** Goal **
Reproduce the lines starting at the line containing "bbox: building wall" and ending at the final line, both included, shifting every coordinate in them up by 108.

Bounding box annotation entries:

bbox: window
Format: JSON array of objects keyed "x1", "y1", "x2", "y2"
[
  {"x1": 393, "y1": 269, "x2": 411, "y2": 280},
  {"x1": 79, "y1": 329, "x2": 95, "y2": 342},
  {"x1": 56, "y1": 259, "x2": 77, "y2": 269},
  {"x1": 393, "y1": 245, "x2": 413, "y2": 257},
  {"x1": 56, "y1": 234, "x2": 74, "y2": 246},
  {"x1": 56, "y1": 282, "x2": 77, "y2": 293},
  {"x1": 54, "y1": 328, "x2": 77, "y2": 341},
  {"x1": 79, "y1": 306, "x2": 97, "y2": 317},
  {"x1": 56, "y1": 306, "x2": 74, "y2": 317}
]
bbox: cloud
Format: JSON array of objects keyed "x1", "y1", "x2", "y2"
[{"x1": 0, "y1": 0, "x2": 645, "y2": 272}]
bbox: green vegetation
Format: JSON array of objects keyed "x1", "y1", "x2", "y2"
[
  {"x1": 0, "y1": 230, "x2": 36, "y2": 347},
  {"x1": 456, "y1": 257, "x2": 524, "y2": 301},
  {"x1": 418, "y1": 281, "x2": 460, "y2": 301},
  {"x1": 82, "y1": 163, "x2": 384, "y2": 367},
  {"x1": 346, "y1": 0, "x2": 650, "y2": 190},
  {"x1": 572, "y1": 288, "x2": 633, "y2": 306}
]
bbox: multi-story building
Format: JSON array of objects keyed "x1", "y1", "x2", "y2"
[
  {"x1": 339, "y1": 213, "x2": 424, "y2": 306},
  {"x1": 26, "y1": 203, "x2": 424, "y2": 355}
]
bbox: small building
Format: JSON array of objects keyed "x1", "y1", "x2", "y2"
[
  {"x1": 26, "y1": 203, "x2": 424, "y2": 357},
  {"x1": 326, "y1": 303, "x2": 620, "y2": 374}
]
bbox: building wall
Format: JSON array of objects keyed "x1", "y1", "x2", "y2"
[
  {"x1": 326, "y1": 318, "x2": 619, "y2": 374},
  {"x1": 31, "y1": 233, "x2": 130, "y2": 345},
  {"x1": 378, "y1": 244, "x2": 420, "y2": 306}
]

** Exercise answer **
bbox: building wall
Format: JSON array of objects keyed "x1", "y1", "x2", "y2"
[
  {"x1": 434, "y1": 426, "x2": 727, "y2": 482},
  {"x1": 139, "y1": 341, "x2": 238, "y2": 453},
  {"x1": 486, "y1": 352, "x2": 528, "y2": 414}
]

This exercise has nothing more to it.